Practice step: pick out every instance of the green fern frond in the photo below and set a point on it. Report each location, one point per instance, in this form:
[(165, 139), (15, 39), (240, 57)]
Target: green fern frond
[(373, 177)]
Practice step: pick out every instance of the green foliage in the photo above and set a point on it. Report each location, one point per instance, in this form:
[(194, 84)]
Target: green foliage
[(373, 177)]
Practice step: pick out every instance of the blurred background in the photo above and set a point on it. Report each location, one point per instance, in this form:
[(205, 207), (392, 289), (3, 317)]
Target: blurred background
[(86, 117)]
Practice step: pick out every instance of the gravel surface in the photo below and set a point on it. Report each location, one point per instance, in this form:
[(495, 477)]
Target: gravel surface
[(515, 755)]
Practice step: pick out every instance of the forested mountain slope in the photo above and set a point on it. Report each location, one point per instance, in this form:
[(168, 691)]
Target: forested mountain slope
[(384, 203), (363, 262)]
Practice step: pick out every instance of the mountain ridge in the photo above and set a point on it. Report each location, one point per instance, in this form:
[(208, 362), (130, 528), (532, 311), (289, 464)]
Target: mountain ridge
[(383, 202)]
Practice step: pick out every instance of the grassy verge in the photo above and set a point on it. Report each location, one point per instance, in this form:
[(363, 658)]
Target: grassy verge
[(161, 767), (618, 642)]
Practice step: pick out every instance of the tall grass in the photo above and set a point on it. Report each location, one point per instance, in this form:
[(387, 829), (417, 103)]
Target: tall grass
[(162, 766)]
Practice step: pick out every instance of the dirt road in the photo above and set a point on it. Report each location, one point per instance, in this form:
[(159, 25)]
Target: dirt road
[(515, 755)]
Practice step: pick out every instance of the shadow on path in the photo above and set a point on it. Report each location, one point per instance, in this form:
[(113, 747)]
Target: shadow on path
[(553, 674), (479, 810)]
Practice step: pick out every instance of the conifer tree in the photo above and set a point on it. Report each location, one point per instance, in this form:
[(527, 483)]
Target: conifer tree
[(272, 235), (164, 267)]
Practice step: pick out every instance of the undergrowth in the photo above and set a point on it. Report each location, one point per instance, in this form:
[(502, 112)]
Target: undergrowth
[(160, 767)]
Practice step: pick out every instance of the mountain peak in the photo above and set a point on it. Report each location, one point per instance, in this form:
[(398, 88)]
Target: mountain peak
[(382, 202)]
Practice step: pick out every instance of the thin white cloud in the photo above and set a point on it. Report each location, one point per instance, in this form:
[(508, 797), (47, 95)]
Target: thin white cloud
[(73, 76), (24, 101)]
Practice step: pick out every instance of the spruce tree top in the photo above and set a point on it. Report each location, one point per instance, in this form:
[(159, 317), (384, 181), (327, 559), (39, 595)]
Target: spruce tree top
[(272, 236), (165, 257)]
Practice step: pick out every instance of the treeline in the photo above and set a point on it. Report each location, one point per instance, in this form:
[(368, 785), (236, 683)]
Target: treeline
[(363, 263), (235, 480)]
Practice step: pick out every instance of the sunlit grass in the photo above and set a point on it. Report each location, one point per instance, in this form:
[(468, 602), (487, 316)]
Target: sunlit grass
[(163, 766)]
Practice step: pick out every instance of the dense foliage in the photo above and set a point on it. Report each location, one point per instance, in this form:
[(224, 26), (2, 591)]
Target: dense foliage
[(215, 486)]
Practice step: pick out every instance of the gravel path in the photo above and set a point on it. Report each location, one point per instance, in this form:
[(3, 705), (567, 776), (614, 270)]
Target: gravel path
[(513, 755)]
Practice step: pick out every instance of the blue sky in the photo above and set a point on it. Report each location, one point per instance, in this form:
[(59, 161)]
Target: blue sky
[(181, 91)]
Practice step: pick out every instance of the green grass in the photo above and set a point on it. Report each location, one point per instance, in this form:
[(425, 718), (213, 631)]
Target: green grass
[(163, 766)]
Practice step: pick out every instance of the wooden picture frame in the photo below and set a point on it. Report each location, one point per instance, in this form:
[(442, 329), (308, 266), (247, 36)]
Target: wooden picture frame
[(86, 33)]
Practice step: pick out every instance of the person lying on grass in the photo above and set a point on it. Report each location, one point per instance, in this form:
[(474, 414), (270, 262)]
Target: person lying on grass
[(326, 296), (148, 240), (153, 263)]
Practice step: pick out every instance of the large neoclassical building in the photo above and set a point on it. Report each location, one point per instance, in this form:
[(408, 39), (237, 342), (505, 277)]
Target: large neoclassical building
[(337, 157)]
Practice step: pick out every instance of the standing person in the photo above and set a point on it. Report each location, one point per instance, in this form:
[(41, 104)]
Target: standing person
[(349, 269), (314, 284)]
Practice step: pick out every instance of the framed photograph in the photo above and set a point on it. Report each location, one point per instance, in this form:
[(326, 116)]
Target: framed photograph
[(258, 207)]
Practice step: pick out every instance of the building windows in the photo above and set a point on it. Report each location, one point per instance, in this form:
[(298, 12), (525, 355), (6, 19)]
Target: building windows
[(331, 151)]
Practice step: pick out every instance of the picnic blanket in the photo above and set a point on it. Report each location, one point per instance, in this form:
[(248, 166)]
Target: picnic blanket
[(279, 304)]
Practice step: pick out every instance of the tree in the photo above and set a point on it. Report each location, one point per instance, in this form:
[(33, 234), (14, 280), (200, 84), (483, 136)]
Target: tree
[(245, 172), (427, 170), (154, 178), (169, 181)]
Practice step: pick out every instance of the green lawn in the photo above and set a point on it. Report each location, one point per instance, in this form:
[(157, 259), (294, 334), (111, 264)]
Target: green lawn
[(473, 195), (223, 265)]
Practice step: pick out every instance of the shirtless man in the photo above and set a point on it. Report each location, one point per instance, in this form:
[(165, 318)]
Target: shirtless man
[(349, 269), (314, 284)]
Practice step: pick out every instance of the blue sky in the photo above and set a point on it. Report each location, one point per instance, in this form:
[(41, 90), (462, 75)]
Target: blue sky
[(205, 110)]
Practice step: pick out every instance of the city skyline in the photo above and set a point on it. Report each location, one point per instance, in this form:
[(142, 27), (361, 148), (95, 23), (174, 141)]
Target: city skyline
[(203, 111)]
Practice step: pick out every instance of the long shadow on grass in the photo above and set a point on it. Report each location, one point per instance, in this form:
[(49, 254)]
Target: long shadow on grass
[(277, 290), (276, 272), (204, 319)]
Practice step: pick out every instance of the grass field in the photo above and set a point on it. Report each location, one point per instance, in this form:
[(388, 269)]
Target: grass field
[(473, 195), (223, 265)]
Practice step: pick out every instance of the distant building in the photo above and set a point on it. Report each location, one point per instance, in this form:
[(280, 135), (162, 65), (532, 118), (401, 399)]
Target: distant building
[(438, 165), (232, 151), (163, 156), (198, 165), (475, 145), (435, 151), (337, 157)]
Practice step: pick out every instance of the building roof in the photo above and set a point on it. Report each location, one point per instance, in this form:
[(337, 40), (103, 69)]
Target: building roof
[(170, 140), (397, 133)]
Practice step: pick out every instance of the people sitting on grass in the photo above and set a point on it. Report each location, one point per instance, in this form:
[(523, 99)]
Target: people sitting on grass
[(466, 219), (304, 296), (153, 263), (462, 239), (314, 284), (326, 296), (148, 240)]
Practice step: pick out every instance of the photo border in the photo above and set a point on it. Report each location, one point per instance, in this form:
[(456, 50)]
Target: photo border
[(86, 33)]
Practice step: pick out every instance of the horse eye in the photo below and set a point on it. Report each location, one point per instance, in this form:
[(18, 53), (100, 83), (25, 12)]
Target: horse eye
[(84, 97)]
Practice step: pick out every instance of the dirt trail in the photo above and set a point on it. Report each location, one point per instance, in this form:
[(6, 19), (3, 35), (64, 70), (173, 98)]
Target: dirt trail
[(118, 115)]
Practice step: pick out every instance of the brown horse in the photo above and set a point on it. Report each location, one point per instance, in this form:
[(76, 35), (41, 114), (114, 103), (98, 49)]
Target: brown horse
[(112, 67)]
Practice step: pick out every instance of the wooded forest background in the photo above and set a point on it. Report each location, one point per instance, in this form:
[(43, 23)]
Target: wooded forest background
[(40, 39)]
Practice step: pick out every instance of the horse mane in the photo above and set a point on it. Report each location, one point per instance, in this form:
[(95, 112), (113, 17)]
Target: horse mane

※ ※ ※

Output everything in the material above from the line containing "Practice step: pick out every instance of the tall" down to the line containing "[(272, 236), (165, 257)]", both lines included, as a numbered list with blank lines left out.

COMPLETE RESPONSE:
1. Practice step: pick out every instance of the tall grass in the photo above and set a point on it. Report each location, one point per instance, in this form:
2. [(387, 829), (417, 103)]
3. Target: tall grass
4. [(162, 766)]
5. Practice step: pick out every instance of the dirt road in the photo above and set a point on it. Report each location, one point per instance, in this form:
6. [(159, 25)]
7. Target: dirt road
8. [(515, 755)]
9. Practice step: pick out every instance of the shadow on path in the photo above and set a point on it. Report each location, one point per instance, in this form:
10. [(113, 747)]
11. Target: shadow on path
12. [(553, 674), (479, 810)]
13. Practice step: pick out every instance of the conifer tree in the photo above and set a point on it. Report each location, one point per instance, in this form:
14. [(527, 483)]
15. Target: conifer tree
16. [(272, 235), (164, 267)]
17. Practice step: pick out every instance of the undergrowth in the photo above and set a point on it. Report each location, one point per instance, in this form:
18. [(502, 112)]
19. Target: undergrowth
20. [(160, 767)]
21. Practice step: pick out every instance of the mountain peak in the photo above and set a point on it. Report each location, one point per instance, in this form:
22. [(398, 88)]
23. Target: mountain peak
24. [(382, 202)]
25. Practice step: pick out every instance of the thin white cloud in the photo above and set a point on it. Report each location, one point per instance, in this form:
26. [(508, 797), (47, 95)]
27. Target: thin white cloud
28. [(73, 76), (24, 101)]
29. Practice step: pick out every instance of the spruce tree top in the photo above and set a point on it. Report each location, one point per instance, in this form:
30. [(159, 317), (384, 181), (327, 559), (39, 595)]
31. Target: spruce tree top
32. [(272, 236), (165, 257)]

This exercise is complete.